Julian Barg October 19, 2018
First, we read a file with student names and attributes.
library(readr)
library(tidyverse)
students <- read_csv('students.csv')
glimpse(students)
## Observations: 14
## Variables: 8
## $ `First Name` <chr> "Sarah", "Ming", "Amir", "Ellen", NA, "Sophia", "...
## $ `Last Name` <chr> "Seven", "Cong", NA, "Macdonald", "Lee", "Li", "A...
## $ Tall <lgl> TRUE, FALSE, FALSE, TRUE, TRUE, TRUE, TRUE, FALSE...
## $ Gender <chr> "F", "M", "M", "F", "M", "F", "F", "F", "M", "F",...
## $ Attentive <lgl> TRUE, NA, NA, NA, NA, FALSE, NA, FALSE, NA, NA, T...
## $ Annoying <lgl> NA, NA, NA, NA, FALSE, FALSE, NA, TRUE, NA, FALSE...
## $ Smart <lgl> NA, FALSE, NA, NA, TRUE, TRUE, TRUE, NA, NA, TRUE...
## $ Nice <lgl> NA, NA, FALSE, FALSE, NA, TRUE, NA, TRUE, TRUE, T...
Next, we read the file with the teachers preferences into memory.
preferences <- read_csv('preferences.csv')
glimpse(preferences)
## Observations: 5
## Variables: 4
## $ Characteristic <chr> "Tall", "Attentive", "Annoying", "Smart", "Nice"
## $ Fail <lgl> TRUE, FALSE, TRUE, FALSE, FALSE
## $ Priority <int> 4, 2, 1, 3, 5
## $ Who <chr> "Seoyun", NA, "Zoe", NA, NA
We tranform the students dataframe to the long format.
library(reshape2)

Pointing dataset records
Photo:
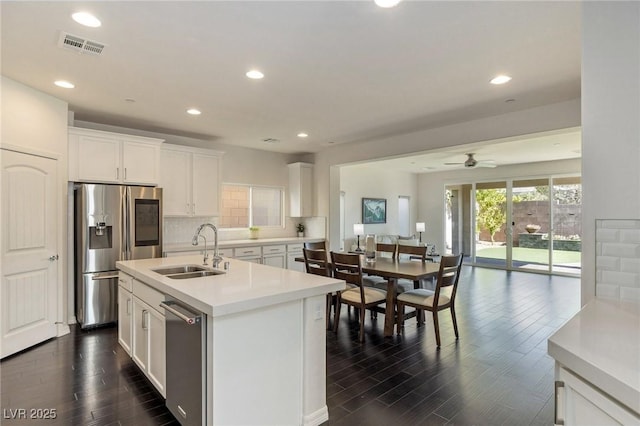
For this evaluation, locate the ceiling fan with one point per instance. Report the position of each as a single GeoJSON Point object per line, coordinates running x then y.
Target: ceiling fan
{"type": "Point", "coordinates": [471, 162]}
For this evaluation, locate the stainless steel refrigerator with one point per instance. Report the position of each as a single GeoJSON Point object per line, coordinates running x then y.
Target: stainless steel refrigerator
{"type": "Point", "coordinates": [112, 222]}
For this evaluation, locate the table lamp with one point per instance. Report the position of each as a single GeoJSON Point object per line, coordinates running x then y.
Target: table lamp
{"type": "Point", "coordinates": [358, 229]}
{"type": "Point", "coordinates": [420, 228]}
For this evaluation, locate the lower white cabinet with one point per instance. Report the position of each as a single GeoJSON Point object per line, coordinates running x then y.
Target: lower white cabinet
{"type": "Point", "coordinates": [141, 328]}
{"type": "Point", "coordinates": [578, 402]}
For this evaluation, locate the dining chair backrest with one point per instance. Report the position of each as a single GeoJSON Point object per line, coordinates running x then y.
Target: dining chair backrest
{"type": "Point", "coordinates": [315, 262]}
{"type": "Point", "coordinates": [346, 266]}
{"type": "Point", "coordinates": [382, 248]}
{"type": "Point", "coordinates": [315, 245]}
{"type": "Point", "coordinates": [420, 251]}
{"type": "Point", "coordinates": [448, 276]}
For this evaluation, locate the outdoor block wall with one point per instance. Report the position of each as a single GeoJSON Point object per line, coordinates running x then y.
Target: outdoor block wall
{"type": "Point", "coordinates": [618, 259]}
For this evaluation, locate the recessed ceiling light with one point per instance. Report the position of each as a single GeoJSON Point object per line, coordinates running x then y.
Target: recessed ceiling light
{"type": "Point", "coordinates": [500, 79]}
{"type": "Point", "coordinates": [254, 75]}
{"type": "Point", "coordinates": [387, 3]}
{"type": "Point", "coordinates": [65, 84]}
{"type": "Point", "coordinates": [86, 19]}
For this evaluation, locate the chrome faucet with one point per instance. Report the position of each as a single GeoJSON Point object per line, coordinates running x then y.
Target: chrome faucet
{"type": "Point", "coordinates": [216, 257]}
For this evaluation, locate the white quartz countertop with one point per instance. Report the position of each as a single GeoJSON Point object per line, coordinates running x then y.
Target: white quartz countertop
{"type": "Point", "coordinates": [239, 243]}
{"type": "Point", "coordinates": [601, 343]}
{"type": "Point", "coordinates": [245, 286]}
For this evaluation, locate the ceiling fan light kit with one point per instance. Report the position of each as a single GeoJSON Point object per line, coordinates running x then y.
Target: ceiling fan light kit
{"type": "Point", "coordinates": [471, 162]}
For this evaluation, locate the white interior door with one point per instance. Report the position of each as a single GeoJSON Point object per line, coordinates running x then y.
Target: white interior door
{"type": "Point", "coordinates": [28, 290]}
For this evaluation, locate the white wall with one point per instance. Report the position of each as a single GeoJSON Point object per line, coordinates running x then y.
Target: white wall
{"type": "Point", "coordinates": [610, 123]}
{"type": "Point", "coordinates": [36, 123]}
{"type": "Point", "coordinates": [360, 181]}
{"type": "Point", "coordinates": [558, 116]}
{"type": "Point", "coordinates": [431, 188]}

**What you need to do**:
1. According to the student data walkthrough, how many observations does the students file contain?
2. Go on with the student data walkthrough from the point where it stops.
The pointing dataset listing is separate material and has no connection to the student data walkthrough.

**Answers for this exercise**:
1. 14

2.
##
## Attaching package: 'reshape2'
## The following object is masked from 'package:tidyr':
##
## smiths
students_long <- melt(students,
id.vars=c('First Name', 'Last Name'),
variable.name='Characteristic')
head(students_long)
## First Name Last Name Characteristic value
## 1 Sarah Seven Tall TRUE
## 2 Ming Cong Tall FALSE
## 3 Amir <NA> Tall FALSE
## 4 Ellen Macdonald Tall TRUE
## 5 <NA> Lee Tall TRUE
## 6 Sophia Li Tall TRUE
Next, we remove rows where the value is missing or false, because the preferences dataframe only makes statements about TRUE values.
students_long <- subset(students_long, value==TRUE, drop=TRUE)
head(students_long)
## First Name Last Name Characteristic value
## 1 Sarah Seven Tall TRUE
## 4 Ellen Macdonald Tall TRUE
## 5 <NA> Lee Tall TRUE
## 6 Sophia Li Tall TRUE
## 7 Ava Aight Tall TRUE
## 9 Vihaan Smith Tall TRUE
We can even drop the value column then.
students_long <- students_long[ ,1:3]
head(students_long, 2)
## First Name Last Name Characteristic
## 1 Sarah Seven Tall
## 4 Ellen Macdonald Tall
Now, we can use every merging option to join the two dataframe.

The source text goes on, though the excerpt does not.